**Records to process**:

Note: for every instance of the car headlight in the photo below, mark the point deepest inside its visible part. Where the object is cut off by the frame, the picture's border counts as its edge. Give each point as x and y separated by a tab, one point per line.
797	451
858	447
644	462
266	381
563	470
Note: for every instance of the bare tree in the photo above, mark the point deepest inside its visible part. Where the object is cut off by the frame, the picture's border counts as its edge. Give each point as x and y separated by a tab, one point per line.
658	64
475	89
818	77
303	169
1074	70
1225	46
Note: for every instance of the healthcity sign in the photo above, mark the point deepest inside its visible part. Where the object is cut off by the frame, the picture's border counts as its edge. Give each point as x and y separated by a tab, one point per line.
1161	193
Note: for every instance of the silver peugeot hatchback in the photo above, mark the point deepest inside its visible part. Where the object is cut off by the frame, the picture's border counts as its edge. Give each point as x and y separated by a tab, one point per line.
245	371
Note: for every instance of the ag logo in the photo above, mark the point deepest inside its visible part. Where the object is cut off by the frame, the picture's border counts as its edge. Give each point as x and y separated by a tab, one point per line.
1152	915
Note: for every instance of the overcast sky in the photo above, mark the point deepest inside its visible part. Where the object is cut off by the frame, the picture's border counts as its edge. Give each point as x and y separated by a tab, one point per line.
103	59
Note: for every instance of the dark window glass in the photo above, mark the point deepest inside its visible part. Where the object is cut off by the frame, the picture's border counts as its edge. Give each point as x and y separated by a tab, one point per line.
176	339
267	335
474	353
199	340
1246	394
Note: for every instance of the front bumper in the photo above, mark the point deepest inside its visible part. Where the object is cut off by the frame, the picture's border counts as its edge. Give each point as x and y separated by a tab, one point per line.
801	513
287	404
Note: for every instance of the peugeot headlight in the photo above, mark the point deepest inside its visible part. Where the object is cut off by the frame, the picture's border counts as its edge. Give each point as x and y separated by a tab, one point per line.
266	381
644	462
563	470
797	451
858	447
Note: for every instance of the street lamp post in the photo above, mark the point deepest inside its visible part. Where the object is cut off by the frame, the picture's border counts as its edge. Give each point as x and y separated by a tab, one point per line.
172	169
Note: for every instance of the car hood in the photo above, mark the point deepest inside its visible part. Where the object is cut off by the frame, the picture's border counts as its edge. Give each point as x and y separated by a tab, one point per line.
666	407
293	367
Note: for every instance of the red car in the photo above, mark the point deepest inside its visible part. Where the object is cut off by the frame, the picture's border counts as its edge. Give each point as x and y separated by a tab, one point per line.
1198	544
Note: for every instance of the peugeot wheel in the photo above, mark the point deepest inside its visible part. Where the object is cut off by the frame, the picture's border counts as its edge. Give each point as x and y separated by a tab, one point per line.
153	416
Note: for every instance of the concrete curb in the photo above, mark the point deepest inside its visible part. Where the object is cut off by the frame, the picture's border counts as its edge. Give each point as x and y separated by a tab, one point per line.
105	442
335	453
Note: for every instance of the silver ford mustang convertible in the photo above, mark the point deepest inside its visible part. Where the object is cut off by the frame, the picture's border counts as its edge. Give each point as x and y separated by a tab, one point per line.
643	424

**What you should do**: Copy out the whole listing above, word for word, every line included.

**Output for this task**:
Note: for every instance of the car headlight in the photo below, mark the point deepest inside its visible part. Where the object is cut off by the frame, the picture's border counts as its edge. Give each point as x and y separated by a tab, one point per line.
797	451
858	447
644	462
266	381
563	470
Note: for every instance of the bare tree in the photo above, mark the point deepest inside its visible part. Where the object is cut off by the frame, the picture's border counts as its edge. Give each point as x and y separated by a tab, one point per line.
658	64
475	89
818	77
303	169
1074	70
1225	46
Note: for every instance of the healthcity sign in the photo above, mark the point deepest inside its visible part. Where the object is cut off by the frame, the picture's border counts as its edge. Give each point as x and y separated by a tab, one point per line.
1161	193
Note: for every instance of the silver peugeot hatchback in the photo above, mark the point deepest inside its visible part. Where the object is cut off by the frame, the picture's border counts as its edge. Give each point as x and y separated by a tab, one point per line.
245	371
Note: for every instance of the ag logo in the photo above, mark the point deepest inside its visible part. Where the object is cut off by the frame, the picture's border counts as its edge. Give each point as x and y separated by a tab, one point per line.
1152	915
Note: for every instance of the overcast sky in the photo above, mark the point deepest inside its visible part. Where the object is cut off by the frame, the picture's border counts as its edge. Give each point as x and y separated by a tab, one point per line.
103	59
Note: for every instance of the dark window glass in the photo above, mark the point deepest inside its visible part. Where the object is cut off by the frame, the picture's border counts as its edge. Give each point as x and y separated by a tab, one point per line.
176	339
267	335
474	353
199	340
1246	394
Note: for every instance of the front bumper in the photo above, mark the point deepest inside its visible part. Where the object is cut off by the frame, the picture's border counts as its edge. Give each point as x and y separated by a tab, one point per line.
801	513
287	404
Note: for every instance of the peugeot headlight in the photo above, mark the point deepest inside its visible part. Where the object is cut off by the frame, the picture's border counts as its edge. Give each point as x and y separated by a tab, one point per line.
266	381
644	462
563	470
797	451
858	447
Note: for every instance of the street lamp post in the photo above, mark the point deepest inside its visible part. Where the object is cut off by the frame, the picture's border counts as its edge. Give each point as x and y separated by a tab, one point per line.
172	169
Note: for every instance of the car hood in the photo above, mark the point deepest inside its visible part. Where the object is cut off by the frame, the picture's border counts as its edge. Give each point as x and y separated by a tab, one point per line.
666	407
293	367
Note: for every instance of the red car in the photo above, mark the point deepest inside its visible part. Where the object is cut off by the frame, the picture's border counts as its edge. Give each point as x and y separated by a tab, one point per line.
1198	544
Note: for every instance of the peugeot wheel in the photo above, mark the point deepest inside its visible part. Where the object is cut off by the frame, the picture's border counts as its edge. Give each point as x and y separated by a tab, one point per line.
153	416
Note: for every instance of the concrete curb in the photo above, mark the point deepest inside its visible part. Where the object is cut off by the frame, the picture's border counts as its edge. Give each point as x and y separated by a tab, one point per line.
105	442
335	453
Note: for every instance of the silver ford mustang convertible in the photo above, mark the point deepest inside its visible part. Where the object is cut off by the frame, the picture's border counts as its edge. Give each point as x and y separated by a tab, one point per line.
643	424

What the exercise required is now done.